1.2.2        Bagaimana peran R.A Kartini dalam memperjuangkan emansipasi wanita di Indonesia?
1.2.3        Apa saja hambatan R.A Kartini yang berhubungan dengan perjuangan emansipasi wanita di Indonesia?

1.3.Tujuan Penelitian
            Berdasarkan rumusan masalah penelitian di atas, maka yang menjadi tujuan dari penelitian ini adalah:
1.3.1        Untuk mengetahui cita-cita R.A Kartini pada masa beliau masih hidup.
1.3.2        Untuk mengetahui peran R.A Kartini dalam memperjuangkan emansipasi wanita di Indonesia
1.3.3        Untuk mengetahui karya-karya R.A Kartini yang berhubungan dengan emansipasi wanita.
1.4.Manfaat Penelitian
            Adapun manfaat dari penelitian ini adalah :
1.4.1    Secara teoritis, penelitian ini dapat menambah referensi dan literatur baik itu bagi masyarakat umum maupun bagi Fakultas Keguruan dan Ilmu Pendidikan, khususnya bagi jurusan Ilmu Pendidikan Sejarah, tentang sejarah R.A Kartini dan perannya dalam memperjuangkan emansipasi wanita.

* * *

-- Tugas a --
Ganti "light switch plate" dengan "electrical outlet cover" pada baris-baris daftar, mulai dari baris yang memuat "For every instance of the light" hingga baris terakhir daftar. Tuliskan ulang hanya baris-baris tersebut dan biarkan bagian lainnya tetap sama.

[Baris dataset penunjukan objek]
* * *

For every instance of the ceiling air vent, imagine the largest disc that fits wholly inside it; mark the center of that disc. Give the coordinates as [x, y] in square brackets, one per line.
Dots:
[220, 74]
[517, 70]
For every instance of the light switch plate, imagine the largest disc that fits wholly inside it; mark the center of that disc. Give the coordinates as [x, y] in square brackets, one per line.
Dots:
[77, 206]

* * *

-- Tugas b --
Sambung tulisan tentang penelitian peran R.A Kartini dalam emansipasi wanita mulai dari kalimat setelah bagian terakhir yang ditampilkan.

-- Hasil Akhir a --
For every instance of the electrical outlet cover, imagine the largest disc that fits wholly inside it; mark the center of that disc. Give the coordinates as [x, y] in square brackets, one per line.
Dots:
[77, 206]

-- Hasil Akhir b --
1.4.2    Secara praktis penelitian ini menambah wawasan bagi penulis sendiri tentang penulisan karya tulis ilmiah, khususnya untuk memahami dan mengetahui sejarah dan peran RA Kartini dalam memperjuangkan emansipasi wanita.

1.5.      Sistematika Penelitian
Dalam penyusunan skripsi ini, penulis menyusun sistematika penulisan yang terdiri dari empat bab, yaitu :
BAB I             Pendahuluan. Dalam bab ini membahas tentang latar belakang masalah, rumusan masalah, tujuan penelitian, manfaat penelitian, dan sistematika penelitian.
BAB II      Kajian Pustaka. Dalam bab ini diuraikan konsep-konsep teori tentang emansipasi wanita di Indonesia.
BAB III    Metode Penelitian. Dalam bab ini diuraikan metodologi penelitian yang mencakup jenis penelitian, teknik pengumpulan data, serta teknik analisa data.
Bab IV      Hasil dan Pembahasan tentang RA Kartini yang meliputi cita-cita, peran, dan pemikiran-pemikiran RA Kartini dalam memperjuangkan emansipasi wanita.
Bab V        Penutup. Dalam bab ini penulis akan menyimpulkan hasil penelitian dan memberikan beberapa saran-saran.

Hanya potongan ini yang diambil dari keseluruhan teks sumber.